EXERCISE TASKS:
1. In the voice-over interview passage, what was the podcast the speaker once had called?
2. Reproduce the voice-over interview passage word for word between "Can you offer" and "encourage those folks.", inclusive.
3. Take the voice-over interview passage further, picking up right after its final sentence.

DOCUMENT PASSAGE:
Start
I always dreamed of being the female Howard Stern. I’d fantasize about having my own four-hour radio show where I get to voice my opinions, views and ideas and make people laugh. I had a podcast for a while called Rachel Profiling that I loved doing. Gotta start that up again. That, and I’d love to be the first female voice of a major network.

Can you offer 3 helpful tips for newbies trying to make it in the voice-over industry?

  1. Get some good, honest opinions from working pros about your potential. I have students that come to me with lisps or they sound like they’re talking through Halloween masks and they want to do VO. I don’t encourage those folks.
  2. Don’t expect to start working right away. Voiceover is seriously competitive and it takes time to make your way in this industry no matter how talented you are.
  3. Build relationships. “It’s all who you know is not a myth”—it’s reality. Mediocre talent with the right connections can go far. Find casting director workshops and ‘meet the agents’ nights. Meet people, don’t be shy. It’s like Samuel L. Jackson says in Pulp Fiction: Personality goes a long way.
End
Excerpts from segmentation records:
Start
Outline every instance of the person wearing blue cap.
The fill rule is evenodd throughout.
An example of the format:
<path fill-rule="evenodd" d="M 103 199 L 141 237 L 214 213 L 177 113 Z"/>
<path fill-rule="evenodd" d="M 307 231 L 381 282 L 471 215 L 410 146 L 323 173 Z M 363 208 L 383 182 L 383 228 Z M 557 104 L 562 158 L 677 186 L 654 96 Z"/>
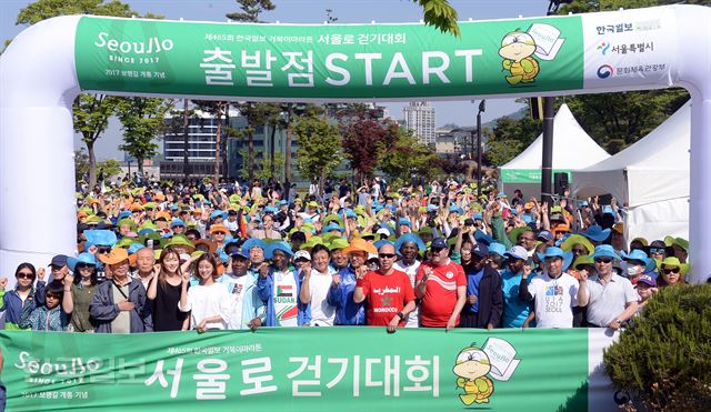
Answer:
<path fill-rule="evenodd" d="M 634 249 L 630 253 L 622 252 L 622 260 L 625 262 L 624 275 L 632 282 L 632 285 L 637 284 L 642 274 L 652 273 L 657 269 L 654 260 L 639 249 Z"/>
<path fill-rule="evenodd" d="M 289 265 L 289 259 L 311 261 L 307 251 L 292 252 L 286 242 L 269 245 L 268 254 L 273 261 L 271 268 L 262 265 L 257 278 L 257 293 L 267 305 L 266 326 L 296 328 L 311 322 L 311 307 L 299 301 L 302 278 Z"/>
<path fill-rule="evenodd" d="M 489 248 L 481 243 L 467 243 L 469 261 L 463 269 L 467 274 L 467 303 L 461 312 L 460 328 L 499 328 L 503 312 L 501 277 L 489 264 Z M 464 249 L 462 249 L 464 251 Z"/>
<path fill-rule="evenodd" d="M 244 248 L 231 252 L 231 272 L 223 273 L 217 280 L 227 290 L 231 301 L 227 329 L 257 329 L 264 321 L 267 308 L 259 297 L 257 280 L 249 272 L 249 252 Z"/>
<path fill-rule="evenodd" d="M 528 252 L 523 247 L 512 247 L 503 253 L 507 258 L 507 269 L 501 273 L 501 285 L 503 290 L 503 315 L 501 319 L 502 328 L 528 328 L 533 320 L 530 315 L 533 313 L 532 302 L 523 301 L 519 297 L 519 288 L 523 278 L 523 268 L 528 261 Z M 527 285 L 535 273 L 528 275 Z"/>
<path fill-rule="evenodd" d="M 281 233 L 274 229 L 274 215 L 273 213 L 266 213 L 262 215 L 262 228 L 252 229 L 250 237 L 254 239 L 277 239 L 281 240 Z"/>
<path fill-rule="evenodd" d="M 609 244 L 595 248 L 592 259 L 597 274 L 588 279 L 580 273 L 580 307 L 588 307 L 588 324 L 592 328 L 620 329 L 637 313 L 639 297 L 632 282 L 612 270 L 612 262 L 620 257 Z"/>
<path fill-rule="evenodd" d="M 529 283 L 530 268 L 523 269 L 519 298 L 522 301 L 535 300 L 537 328 L 572 328 L 573 308 L 578 307 L 578 280 L 565 273 L 572 261 L 571 252 L 548 247 L 544 253 L 538 253 L 543 262 L 543 273 Z"/>
<path fill-rule="evenodd" d="M 412 232 L 412 222 L 408 218 L 398 219 L 398 227 L 395 228 L 395 234 L 399 237 L 401 234 L 411 233 Z"/>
End
ANSWERS:
1. Rachel Profiling

2.
Can you offer 3 helpful tips for newbies trying to make it in the voice-over industry?

  1. Get some good, honest opinions from working pros about your potential. I have students that come to me with lisps or they sound like they’re talking through Halloween masks and they want to do VO. I don’t encourage those folks.

3.
How do you schedule/prioritize your work?

Simple—I record whatever is due first. If I get something from my agent and it’s due next day, I do that first. If there’s screaming involved, like in a video game, I save that for last. And I use a hand-written calendar. Phones break and fall in the toilet. I like to write by hand.

How much time do you spend auditioning for new work?

Several hours a day. The luxury of recording from home is you get to do it over and over until you’re happy. I record, listen and edit one piece at least three times. If it’s not due right away, I’ll read it, absorb it then wait a day to record it.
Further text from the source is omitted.